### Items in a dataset
━━━━━━

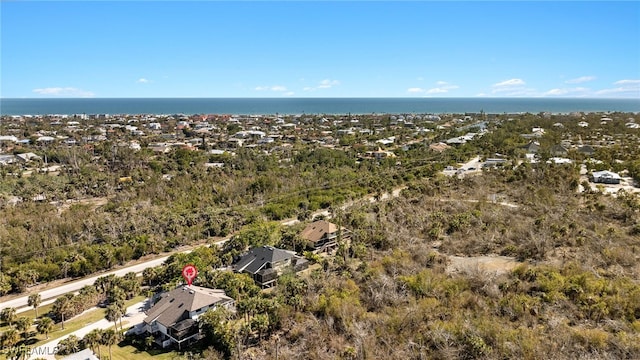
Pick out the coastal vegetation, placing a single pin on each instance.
(411, 283)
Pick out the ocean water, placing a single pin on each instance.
(253, 106)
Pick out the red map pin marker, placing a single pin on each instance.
(189, 272)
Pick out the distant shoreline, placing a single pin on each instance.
(311, 106)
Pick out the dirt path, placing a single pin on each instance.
(490, 265)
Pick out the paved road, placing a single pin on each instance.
(49, 295)
(135, 314)
(79, 284)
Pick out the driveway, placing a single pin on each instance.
(135, 315)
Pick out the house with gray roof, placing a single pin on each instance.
(605, 177)
(323, 236)
(266, 263)
(173, 318)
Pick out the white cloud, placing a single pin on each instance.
(513, 87)
(437, 91)
(63, 92)
(324, 84)
(416, 90)
(327, 83)
(278, 88)
(578, 91)
(627, 82)
(509, 83)
(625, 88)
(443, 87)
(580, 80)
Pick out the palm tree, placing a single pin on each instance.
(8, 315)
(35, 300)
(45, 326)
(114, 313)
(61, 307)
(92, 339)
(23, 324)
(10, 338)
(109, 338)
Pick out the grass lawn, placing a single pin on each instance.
(76, 323)
(130, 352)
(29, 313)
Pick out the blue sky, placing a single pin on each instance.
(320, 49)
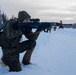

━━━━━━

Give the rows above as a numbered list, with the pictures and any blank lines left out.

1. Pick out the coastal vegetation, placing a single pin on each instance.
2. (411, 283)
3. Pick out the ocean water, placing a single pin on each instance.
4. (253, 106)
5. Pick out the red map pin marker, placing a single pin on each instance.
6. (189, 272)
7. Pick out the distant shoreline, placing a single pin on each instance.
8. (311, 106)
9. Pick out the dirt path, placing a single pin on each instance.
10. (490, 265)
11. Pick out the paved road, placing a single pin on each instance.
12. (49, 295)
13. (135, 314)
14. (79, 284)
15. Pick out the driveway, placing a single pin on each instance.
16. (135, 315)
17. Pick out the house with gray roof, placing a single pin on each instance.
18. (605, 177)
19. (323, 236)
20. (266, 263)
21. (173, 318)
22. Pick out the white cloud, placing a single pin on each instance.
23. (513, 87)
24. (437, 91)
25. (63, 92)
26. (324, 84)
27. (416, 90)
28. (327, 83)
29. (278, 88)
30. (578, 91)
31. (627, 82)
32. (509, 83)
33. (625, 88)
34. (443, 87)
35. (580, 80)
36. Pick out the palm tree, placing a single pin on each instance.
37. (8, 315)
38. (35, 300)
39. (45, 326)
40. (114, 313)
41. (61, 307)
42. (92, 339)
43. (23, 324)
44. (10, 338)
45. (109, 338)
46. Pick out the grass lawn, placing a single pin on each instance.
47. (76, 323)
48. (130, 352)
49. (29, 313)
50. Pick out the blue sky, placing a single pin on each instance.
51. (320, 49)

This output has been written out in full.